PROVIDED INFORMATION Block Start
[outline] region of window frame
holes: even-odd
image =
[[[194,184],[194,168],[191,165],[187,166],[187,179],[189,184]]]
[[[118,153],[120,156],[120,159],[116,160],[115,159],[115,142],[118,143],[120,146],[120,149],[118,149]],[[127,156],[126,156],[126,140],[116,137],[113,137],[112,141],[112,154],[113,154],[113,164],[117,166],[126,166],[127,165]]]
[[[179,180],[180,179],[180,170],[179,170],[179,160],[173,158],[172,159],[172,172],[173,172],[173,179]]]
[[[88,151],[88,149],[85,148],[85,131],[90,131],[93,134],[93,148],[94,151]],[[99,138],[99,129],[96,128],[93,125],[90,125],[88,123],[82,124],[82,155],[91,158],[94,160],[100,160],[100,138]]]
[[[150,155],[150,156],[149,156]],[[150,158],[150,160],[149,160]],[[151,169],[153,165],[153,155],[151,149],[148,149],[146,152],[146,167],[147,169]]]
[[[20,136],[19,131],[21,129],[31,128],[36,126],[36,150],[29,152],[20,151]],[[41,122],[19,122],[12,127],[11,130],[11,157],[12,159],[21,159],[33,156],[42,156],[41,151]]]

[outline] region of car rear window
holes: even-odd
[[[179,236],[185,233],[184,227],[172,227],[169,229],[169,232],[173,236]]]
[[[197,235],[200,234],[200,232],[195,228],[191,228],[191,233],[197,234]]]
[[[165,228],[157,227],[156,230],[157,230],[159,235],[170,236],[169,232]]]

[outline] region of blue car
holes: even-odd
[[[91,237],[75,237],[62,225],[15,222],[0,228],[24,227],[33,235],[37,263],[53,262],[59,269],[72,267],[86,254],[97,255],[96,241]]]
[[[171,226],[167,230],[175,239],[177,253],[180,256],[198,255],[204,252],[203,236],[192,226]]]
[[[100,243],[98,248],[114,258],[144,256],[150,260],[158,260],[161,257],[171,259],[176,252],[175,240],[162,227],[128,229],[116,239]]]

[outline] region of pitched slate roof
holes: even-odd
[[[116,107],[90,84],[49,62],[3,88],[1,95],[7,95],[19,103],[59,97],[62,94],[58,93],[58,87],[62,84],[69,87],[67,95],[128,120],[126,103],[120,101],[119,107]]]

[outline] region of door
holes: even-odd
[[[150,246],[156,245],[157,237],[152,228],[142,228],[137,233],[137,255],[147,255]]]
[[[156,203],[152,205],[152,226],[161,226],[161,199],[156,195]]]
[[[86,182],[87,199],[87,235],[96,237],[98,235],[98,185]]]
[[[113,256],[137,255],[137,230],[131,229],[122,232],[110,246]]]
PROVIDED INFORMATION Block End
● TASK
Each line in the entries above, starting at the line with "[outline] region of pitched slate roof" and ending at the line with "[outline] region of door", is to be printed exactly, and only those lines.

● OUTPUT
[outline] region of pitched slate roof
holes: even-odd
[[[116,107],[90,84],[49,62],[3,88],[1,95],[7,95],[19,103],[59,97],[62,94],[58,93],[58,87],[62,84],[69,87],[67,95],[128,120],[126,103],[120,101],[119,107]]]

[outline] region of door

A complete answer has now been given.